* _WHAT YOU WILL DO_
Exactly as shown below, retype every line of the data.

[Opening INPUT RECORDS section]

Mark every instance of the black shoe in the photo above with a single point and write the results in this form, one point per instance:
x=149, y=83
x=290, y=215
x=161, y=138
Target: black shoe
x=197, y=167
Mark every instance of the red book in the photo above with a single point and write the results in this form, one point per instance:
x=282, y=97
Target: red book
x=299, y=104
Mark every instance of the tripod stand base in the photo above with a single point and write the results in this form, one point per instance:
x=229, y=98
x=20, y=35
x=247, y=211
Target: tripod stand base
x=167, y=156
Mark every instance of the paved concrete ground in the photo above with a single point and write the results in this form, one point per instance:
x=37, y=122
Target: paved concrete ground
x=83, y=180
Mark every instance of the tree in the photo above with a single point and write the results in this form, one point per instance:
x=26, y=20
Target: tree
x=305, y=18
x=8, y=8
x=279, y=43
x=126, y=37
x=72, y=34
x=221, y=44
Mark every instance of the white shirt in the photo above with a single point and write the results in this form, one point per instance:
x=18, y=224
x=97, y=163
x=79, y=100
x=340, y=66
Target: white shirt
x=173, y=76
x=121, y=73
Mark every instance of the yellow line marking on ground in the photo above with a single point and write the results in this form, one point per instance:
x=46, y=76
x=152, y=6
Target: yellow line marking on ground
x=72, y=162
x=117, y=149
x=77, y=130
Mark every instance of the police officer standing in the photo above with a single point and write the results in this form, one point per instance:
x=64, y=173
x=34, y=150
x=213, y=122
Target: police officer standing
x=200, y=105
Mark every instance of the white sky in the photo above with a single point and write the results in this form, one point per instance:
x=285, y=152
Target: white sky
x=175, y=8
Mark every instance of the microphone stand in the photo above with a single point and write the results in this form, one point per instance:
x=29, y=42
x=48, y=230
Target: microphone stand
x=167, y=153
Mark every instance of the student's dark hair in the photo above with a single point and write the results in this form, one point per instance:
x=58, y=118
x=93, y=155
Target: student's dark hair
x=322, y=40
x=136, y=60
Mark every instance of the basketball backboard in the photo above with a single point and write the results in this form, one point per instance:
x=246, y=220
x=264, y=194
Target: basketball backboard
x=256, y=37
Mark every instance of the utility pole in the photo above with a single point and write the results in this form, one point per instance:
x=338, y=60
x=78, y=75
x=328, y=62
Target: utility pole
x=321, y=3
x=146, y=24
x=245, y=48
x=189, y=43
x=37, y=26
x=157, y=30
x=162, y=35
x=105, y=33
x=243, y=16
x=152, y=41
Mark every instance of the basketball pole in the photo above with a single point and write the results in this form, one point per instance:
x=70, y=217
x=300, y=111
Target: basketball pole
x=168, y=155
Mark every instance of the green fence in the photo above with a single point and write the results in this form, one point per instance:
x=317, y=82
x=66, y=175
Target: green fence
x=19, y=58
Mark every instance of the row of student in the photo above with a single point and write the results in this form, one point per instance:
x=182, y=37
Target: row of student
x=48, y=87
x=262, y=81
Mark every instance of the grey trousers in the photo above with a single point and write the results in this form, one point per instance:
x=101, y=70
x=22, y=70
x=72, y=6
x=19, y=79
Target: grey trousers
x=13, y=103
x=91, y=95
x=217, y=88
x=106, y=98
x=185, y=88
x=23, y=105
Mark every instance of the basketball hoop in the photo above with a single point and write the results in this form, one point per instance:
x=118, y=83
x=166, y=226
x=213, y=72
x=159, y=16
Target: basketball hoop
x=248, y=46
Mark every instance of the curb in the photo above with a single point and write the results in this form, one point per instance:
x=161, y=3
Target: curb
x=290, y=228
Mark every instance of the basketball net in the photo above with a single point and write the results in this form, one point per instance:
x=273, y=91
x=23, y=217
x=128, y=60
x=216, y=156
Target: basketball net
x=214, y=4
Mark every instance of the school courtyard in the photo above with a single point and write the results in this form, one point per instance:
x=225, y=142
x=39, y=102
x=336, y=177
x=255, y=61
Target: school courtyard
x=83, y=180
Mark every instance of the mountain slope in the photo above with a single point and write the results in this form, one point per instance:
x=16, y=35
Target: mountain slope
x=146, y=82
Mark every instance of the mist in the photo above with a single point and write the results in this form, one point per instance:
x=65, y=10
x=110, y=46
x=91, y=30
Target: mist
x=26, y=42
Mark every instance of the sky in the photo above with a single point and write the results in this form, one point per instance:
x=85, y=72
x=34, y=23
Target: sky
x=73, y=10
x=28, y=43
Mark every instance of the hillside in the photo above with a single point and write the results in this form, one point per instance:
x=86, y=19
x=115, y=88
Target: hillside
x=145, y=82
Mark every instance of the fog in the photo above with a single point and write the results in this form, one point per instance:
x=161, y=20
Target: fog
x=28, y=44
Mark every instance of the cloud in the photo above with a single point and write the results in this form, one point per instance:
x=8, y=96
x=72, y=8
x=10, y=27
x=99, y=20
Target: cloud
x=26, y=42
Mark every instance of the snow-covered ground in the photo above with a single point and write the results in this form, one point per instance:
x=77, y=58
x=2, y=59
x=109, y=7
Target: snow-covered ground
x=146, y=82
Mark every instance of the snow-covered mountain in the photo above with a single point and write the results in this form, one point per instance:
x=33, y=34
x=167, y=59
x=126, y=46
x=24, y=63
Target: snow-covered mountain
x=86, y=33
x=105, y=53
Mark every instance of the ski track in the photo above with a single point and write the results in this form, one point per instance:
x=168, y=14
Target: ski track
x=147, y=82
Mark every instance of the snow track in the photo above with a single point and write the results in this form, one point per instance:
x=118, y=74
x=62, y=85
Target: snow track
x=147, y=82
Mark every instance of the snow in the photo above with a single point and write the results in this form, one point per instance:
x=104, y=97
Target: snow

[Closing INPUT RECORDS section]

* _THE ANSWER_
Mark every instance of the black shoe in the photo above with a single point and write the results in this form, one point per instance:
x=149, y=83
x=290, y=215
x=161, y=138
Target: black shoe
x=197, y=167
Mark every instance of the red book in the photo above with a single point and write the results in this form, one point per instance:
x=282, y=97
Target: red book
x=299, y=104
Mark every instance of the tripod stand base in the photo above with a single point and write the results in this form, one point per instance:
x=229, y=98
x=20, y=35
x=247, y=211
Target: tripod stand base
x=167, y=156
Mark every instance of the paved concrete ground in the photo above with a single point and write the results in this form, one point per instance:
x=37, y=122
Target: paved concrete ground
x=83, y=180
Mark every instance of the tree in the photo above with a single point and write the results in this form, one point per instance:
x=26, y=20
Target: tree
x=305, y=18
x=8, y=8
x=279, y=43
x=126, y=37
x=72, y=34
x=221, y=44
Mark every instance of the white shirt in the photo above with a single point and write the results in this form, one point per instance:
x=18, y=224
x=97, y=163
x=79, y=100
x=340, y=66
Target: white shirt
x=173, y=76
x=121, y=73
Mark every instance of the yellow line marking on ground in the photo above with a single point and write the results in this form, one point per instance:
x=46, y=76
x=152, y=6
Target: yellow line marking on ground
x=72, y=162
x=117, y=149
x=77, y=130
Mark every instance of the police officer standing in the photo above with a single point and write the results in this form, one point per instance:
x=64, y=173
x=34, y=150
x=213, y=122
Target: police officer standing
x=200, y=105
Mark every instance of the white sky in the photo above with a single point and write the results in this form, one point per instance:
x=285, y=152
Target: white sky
x=175, y=8
Mark every instance of the microphone stand in the photo above with a single point and write the results in this form, one point per instance:
x=29, y=42
x=48, y=230
Target: microphone stand
x=167, y=153
Mark every instance of the student's dark hair in the photo above with a single point and write the results in this form, one point per instance:
x=58, y=118
x=93, y=155
Target: student's dark hair
x=322, y=40
x=136, y=60
Mark every instance of the basketball backboard in the photo above with a single point and write the results in this form, one point per instance:
x=246, y=220
x=264, y=194
Target: basketball backboard
x=256, y=37
Mark every instance of the utility pole in the photo above with a single point and write the results in this form, one point per instance:
x=338, y=60
x=78, y=75
x=328, y=62
Target: utility pole
x=321, y=3
x=146, y=24
x=245, y=48
x=189, y=43
x=37, y=26
x=157, y=30
x=162, y=35
x=105, y=33
x=243, y=16
x=152, y=41
Mark every instance of the basketball pole in the photo above with a single point and write the results in this form, one point per instance:
x=70, y=217
x=300, y=111
Target: basketball pole
x=168, y=155
Mark every instance of the green fence in the photo above with a single point and write the results in this form, one point per instance:
x=317, y=82
x=66, y=175
Target: green fence
x=19, y=58
Mark every instance of the row of student in the photo above with a single point and write the results in this form, one point per instance:
x=182, y=37
Target: row of student
x=48, y=87
x=262, y=81
Mark every instance of the grey trousers in the photo above with a single point and write the results in this form, one point per instance:
x=101, y=70
x=22, y=70
x=72, y=6
x=19, y=79
Target: grey trousers
x=13, y=103
x=91, y=95
x=217, y=88
x=106, y=98
x=185, y=88
x=23, y=105
Mark every instance of the basketball hoop in the photo above with a single point and write the results in this form, one point per instance:
x=118, y=83
x=166, y=226
x=213, y=72
x=159, y=16
Target: basketball hoop
x=248, y=46
Mark every instance of the curb in the photo above with a single point and write the results in this form, one point per instance:
x=161, y=3
Target: curb
x=290, y=228
Mark every instance of the basketball net in the photo above with a single point and write the results in this form, one point per instance:
x=273, y=91
x=23, y=217
x=128, y=60
x=216, y=156
Target: basketball net
x=214, y=4
Mark every instance of the school courtyard in the photo above with a single point and write the results in this form, one point per instance:
x=225, y=142
x=39, y=102
x=336, y=177
x=255, y=61
Target: school courtyard
x=83, y=180
Mark every instance of the mountain slope in the photo above with a single point and write the results in this form, one point per instance:
x=16, y=35
Target: mountain slope
x=146, y=82
Mark every instance of the mist in the photo above with a single point and write the results in this form, one point per instance:
x=65, y=10
x=110, y=46
x=91, y=30
Target: mist
x=26, y=42
Mark every instance of the sky in the photo above with a single point and write the results in this form, one point per instance:
x=85, y=72
x=34, y=23
Target: sky
x=73, y=10
x=28, y=43
Mark every instance of the hillside in the photo above with a single point and write the results in this form, one point per instance:
x=86, y=19
x=115, y=88
Target: hillside
x=145, y=82
Mark every instance of the fog in the photo above with a single point and write the results in this form, one point per instance:
x=161, y=20
Target: fog
x=28, y=44
Mark every instance of the cloud in the photo above with a single point and write the results in this form, one point per instance:
x=8, y=96
x=72, y=8
x=10, y=27
x=99, y=20
Target: cloud
x=26, y=42
Mark every instance of the snow-covered ground in the photo above with a single point and write the results in this form, one point per instance:
x=77, y=58
x=2, y=59
x=109, y=7
Target: snow-covered ground
x=146, y=82
Mark every instance of the snow-covered mountain in the photo above with a single point and write the results in this form, one point per instance:
x=33, y=34
x=167, y=59
x=126, y=46
x=24, y=63
Target: snow-covered mountain
x=86, y=33
x=105, y=53
Mark every instance of the ski track in the photo above with a single point and write the results in this form, one point per instance:
x=168, y=14
Target: ski track
x=147, y=82
Mark every instance of the snow track in the photo above with a single point and write the results in this form, one point per instance:
x=118, y=74
x=62, y=85
Target: snow track
x=147, y=82
Mark every instance of the snow in the photo above with a single point and write the results in this form, one point per instance:
x=104, y=97
Target: snow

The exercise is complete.